#### [What the exercise asks]
Transcribe all of the material below word for word and leave out its pictures.

%%

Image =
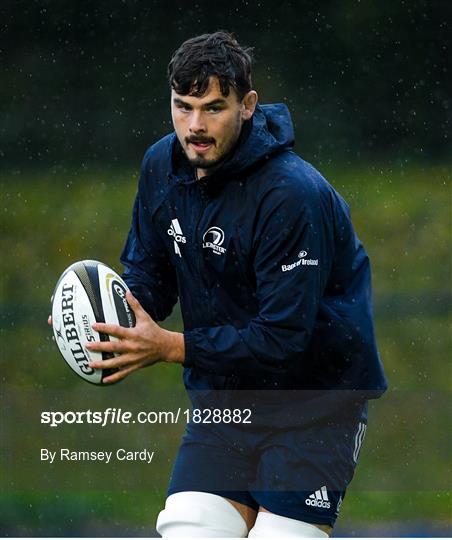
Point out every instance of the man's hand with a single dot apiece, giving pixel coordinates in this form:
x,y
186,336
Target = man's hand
x,y
143,345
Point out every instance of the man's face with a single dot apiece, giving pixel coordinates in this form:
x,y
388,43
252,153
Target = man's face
x,y
208,126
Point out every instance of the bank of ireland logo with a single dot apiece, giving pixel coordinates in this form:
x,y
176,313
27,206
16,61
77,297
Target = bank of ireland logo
x,y
175,231
213,239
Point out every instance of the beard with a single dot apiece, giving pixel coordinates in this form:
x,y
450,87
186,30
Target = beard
x,y
225,148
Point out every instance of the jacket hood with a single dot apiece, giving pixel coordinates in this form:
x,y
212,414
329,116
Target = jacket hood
x,y
269,131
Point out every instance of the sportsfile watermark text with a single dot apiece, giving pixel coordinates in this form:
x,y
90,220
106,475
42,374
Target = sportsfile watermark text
x,y
112,415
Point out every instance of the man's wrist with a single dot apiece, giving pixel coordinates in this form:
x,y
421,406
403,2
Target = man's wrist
x,y
174,352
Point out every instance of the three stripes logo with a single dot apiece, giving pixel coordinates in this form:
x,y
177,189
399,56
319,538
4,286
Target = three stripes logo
x,y
359,438
175,231
319,498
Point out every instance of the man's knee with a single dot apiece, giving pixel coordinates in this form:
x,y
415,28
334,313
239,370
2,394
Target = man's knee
x,y
198,514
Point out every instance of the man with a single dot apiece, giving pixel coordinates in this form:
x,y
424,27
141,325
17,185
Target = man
x,y
274,288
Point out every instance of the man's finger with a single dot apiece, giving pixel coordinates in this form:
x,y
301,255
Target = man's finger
x,y
107,346
113,363
121,374
111,329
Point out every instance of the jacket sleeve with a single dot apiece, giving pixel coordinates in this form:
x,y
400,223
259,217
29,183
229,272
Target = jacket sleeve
x,y
290,267
148,271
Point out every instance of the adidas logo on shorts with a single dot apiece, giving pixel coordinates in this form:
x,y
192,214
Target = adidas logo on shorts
x,y
319,499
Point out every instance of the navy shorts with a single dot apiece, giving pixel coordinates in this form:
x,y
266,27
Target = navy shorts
x,y
300,470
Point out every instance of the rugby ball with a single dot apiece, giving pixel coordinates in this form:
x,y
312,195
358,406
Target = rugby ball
x,y
88,292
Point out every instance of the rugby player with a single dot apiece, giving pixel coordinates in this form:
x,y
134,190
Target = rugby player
x,y
274,288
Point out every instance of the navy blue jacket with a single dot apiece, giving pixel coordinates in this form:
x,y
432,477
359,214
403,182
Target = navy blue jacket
x,y
273,283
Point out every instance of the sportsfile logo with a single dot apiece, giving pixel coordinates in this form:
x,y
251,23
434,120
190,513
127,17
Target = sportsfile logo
x,y
213,239
175,231
319,499
301,262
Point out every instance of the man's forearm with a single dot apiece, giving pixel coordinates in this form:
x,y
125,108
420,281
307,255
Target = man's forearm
x,y
175,347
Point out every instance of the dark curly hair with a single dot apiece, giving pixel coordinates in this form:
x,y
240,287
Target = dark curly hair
x,y
211,55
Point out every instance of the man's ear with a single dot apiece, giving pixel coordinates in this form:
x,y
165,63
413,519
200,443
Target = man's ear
x,y
249,103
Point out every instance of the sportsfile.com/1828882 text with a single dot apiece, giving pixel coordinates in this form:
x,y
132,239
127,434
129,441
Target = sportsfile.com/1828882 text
x,y
112,415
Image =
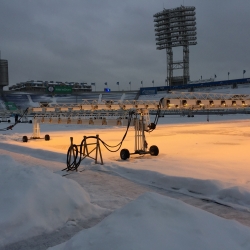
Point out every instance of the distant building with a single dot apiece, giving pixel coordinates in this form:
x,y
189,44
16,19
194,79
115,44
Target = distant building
x,y
51,86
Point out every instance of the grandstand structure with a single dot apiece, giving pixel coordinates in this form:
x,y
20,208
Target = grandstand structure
x,y
17,101
51,86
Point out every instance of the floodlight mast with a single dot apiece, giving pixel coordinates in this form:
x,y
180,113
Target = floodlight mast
x,y
175,28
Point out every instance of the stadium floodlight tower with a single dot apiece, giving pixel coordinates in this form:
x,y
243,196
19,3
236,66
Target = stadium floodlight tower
x,y
175,28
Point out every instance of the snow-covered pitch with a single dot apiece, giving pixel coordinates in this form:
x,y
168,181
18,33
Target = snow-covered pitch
x,y
198,159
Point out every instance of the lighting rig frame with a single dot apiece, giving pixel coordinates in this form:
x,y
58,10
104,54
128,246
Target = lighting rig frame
x,y
116,114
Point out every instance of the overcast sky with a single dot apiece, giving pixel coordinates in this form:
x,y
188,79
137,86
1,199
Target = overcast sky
x,y
114,41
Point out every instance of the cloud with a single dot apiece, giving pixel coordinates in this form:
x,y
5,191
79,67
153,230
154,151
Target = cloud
x,y
110,41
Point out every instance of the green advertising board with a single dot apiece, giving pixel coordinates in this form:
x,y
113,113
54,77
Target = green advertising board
x,y
59,89
11,106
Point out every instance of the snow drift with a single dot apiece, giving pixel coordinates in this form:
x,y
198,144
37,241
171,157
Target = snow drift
x,y
35,200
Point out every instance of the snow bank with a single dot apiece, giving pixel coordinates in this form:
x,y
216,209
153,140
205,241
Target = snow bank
x,y
33,200
158,222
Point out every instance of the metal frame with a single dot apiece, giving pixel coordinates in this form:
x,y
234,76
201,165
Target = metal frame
x,y
175,28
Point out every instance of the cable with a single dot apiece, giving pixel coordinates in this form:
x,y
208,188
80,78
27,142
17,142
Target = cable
x,y
152,126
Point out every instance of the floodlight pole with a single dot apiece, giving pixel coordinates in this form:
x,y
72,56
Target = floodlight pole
x,y
176,28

%%

#### [Reply]
Image =
Point out every instance of the man's hand with a single dot apiece, giving pixel coordinates in this form:
x,y
186,336
Target = man's hand
x,y
143,345
Point out every instance of the man's face with a single dot apiece, giving pixel coordinates in this form:
x,y
388,43
252,153
Target = man's face
x,y
208,126
Point out every instance of the bank of ireland logo with a single dot apiece, giving pixel coordinates in this form:
x,y
176,313
27,206
16,61
77,297
Target = bank of ireland logo
x,y
175,231
213,239
Point out every instance of the beard with a single dot apiece, giving pixel coordinates in this form:
x,y
450,87
186,30
Target = beard
x,y
225,148
Point out every instance of the jacket hood with a single dot apiece, giving pixel coordinates in this form:
x,y
212,414
329,116
Target = jacket hood
x,y
269,131
Point out every instance of the sportsfile watermark text with a single dot apiece, giving pixel coordinates in this form:
x,y
90,220
106,475
42,374
Target = sportsfile watermark text
x,y
112,415
Point out every instance of the man's wrist with a single dot apiece, giving pixel coordinates in this form:
x,y
421,406
403,2
Target = man's wrist
x,y
174,352
Point out every instance of the three stripes logo with a single dot apiece, giving pixel coordinates in this form:
x,y
177,189
399,56
319,538
4,286
Target = three stripes logo
x,y
359,438
175,231
319,498
Point out every instance of the man's knee with a single dot apiece, giving pixel coordinates in this form:
x,y
415,28
334,313
239,370
2,394
Target = man's knee
x,y
198,514
Point out every instance of the man with a single dot apiece, giving pixel coordinates in this form:
x,y
424,27
141,325
17,185
Target = man
x,y
274,288
Point out every instance of the man's finger with a single dot apiece, giving pixel coordinates in this form:
x,y
301,255
Target = man's finger
x,y
107,346
113,363
121,374
111,329
Point out every instance of the jacket sleeve with a single dot apiece, giving pixel coordinates in this form:
x,y
400,223
259,217
29,183
229,272
Target = jacket sleeve
x,y
290,267
148,271
Point out every instance of the adidas logo on shorts with a single dot apiece, giving pixel coordinates in this form:
x,y
192,214
Target = adidas logo on shorts
x,y
319,499
Point out every instance of the navy shorts with a single dot apiece, giving pixel coordinates in this form:
x,y
266,27
Target = navy shorts
x,y
300,470
Point out every instance of the rugby ball with a single dot apiece, giving pixel coordinates in this form:
x,y
312,195
358,406
Target = rugby ball
x,y
88,292
Point out every instance of the rugby player with a single dot apiece, giving pixel coordinates in this form:
x,y
134,190
Target = rugby player
x,y
274,288
Point out every instance of the navy blue jacket with a single dot apiece, giving pixel coordinates in this form:
x,y
432,477
359,214
403,182
Target = navy blue jacket
x,y
273,283
Point out every instance of the sportsfile logo with a single dot apiece, giving pixel coordinates in this form:
x,y
251,23
434,120
190,513
127,17
Target = sportsfile logo
x,y
213,239
175,231
319,499
301,262
Point out every instance of the man's forearm with a single dot apiece, giving pixel coordinates in this form:
x,y
125,108
420,281
307,255
Target = man's forearm
x,y
175,347
Point out every instance of the dark curly hair with a single dot apiece, giving pixel coordinates in this form:
x,y
240,287
Target = dark curly hair
x,y
211,55
Point out every instance of the man's ear with a single dot apiece, giving pixel coordinates in this form:
x,y
165,63
413,519
200,443
Target = man's ear
x,y
249,103
Point out every instance of the sportsfile.com/1828882 text with a single dot apiece, giving pixel coordinates in this form:
x,y
132,239
127,434
129,441
Target = sportsfile.com/1828882 text
x,y
112,415
Image =
Point out every instance of the distant building with a single dot apiece, giving pixel coordinates in this form:
x,y
189,44
16,19
194,79
115,44
Target = distant building
x,y
51,86
Point out every instance of the grandstand structure with a single dot apiece, giving pixel coordinates in this form:
x,y
20,208
Target = grandstand structure
x,y
17,101
51,86
Point out every instance of the floodlight mast with a single dot apiece, giving pixel coordinates in this form:
x,y
180,113
Target = floodlight mast
x,y
175,28
Point out every instance of the stadium floodlight tower with a single dot apiece, giving pixel coordinates in this form:
x,y
243,196
19,3
236,66
Target = stadium floodlight tower
x,y
175,28
Point out every instance of the snow-covered pitch with a single dot apiece, giving pixel coordinates in this form:
x,y
168,181
18,33
Target = snow-covered pitch
x,y
198,159
Point out every instance of the lighting rig frame with a single dot apiece, giving pixel coordinates in this form:
x,y
58,10
104,54
128,246
Target = lighting rig frame
x,y
116,114
Point out every instance of the overcast sky with a single dot apiece, giving pixel coordinates in this form:
x,y
188,79
137,86
1,199
Target = overcast sky
x,y
114,41
Point out every instance of the cloud with a single dot apiece, giving pixel coordinates in this form:
x,y
5,191
79,67
153,230
154,151
Target = cloud
x,y
110,41
Point out every instance of the green advertising board with a single dot apiece, giving pixel coordinates in this form:
x,y
113,113
54,77
Target = green advertising board
x,y
59,89
11,106
Point out every instance of the snow drift with a single dot apiece, giving pixel coordinates in this form:
x,y
198,144
37,241
171,157
Target = snow drift
x,y
35,200
Point out every instance of the snow bank with a single dot apiece, giving pixel coordinates in this form:
x,y
216,209
153,140
205,241
Target = snow bank
x,y
33,200
158,222
Point out every instance of the metal frame with a single dot apiece, giving pixel coordinates in this form:
x,y
234,76
201,165
Target = metal frame
x,y
175,28
Point out every instance of the cable with a single dot apiece, giving pixel coordinates in this form:
x,y
208,188
80,78
27,142
17,142
Target = cable
x,y
152,126
Point out every instance of the floodlight pole with a single dot apiece, giving pixel coordinates in this form:
x,y
72,56
Target = floodlight pole
x,y
176,28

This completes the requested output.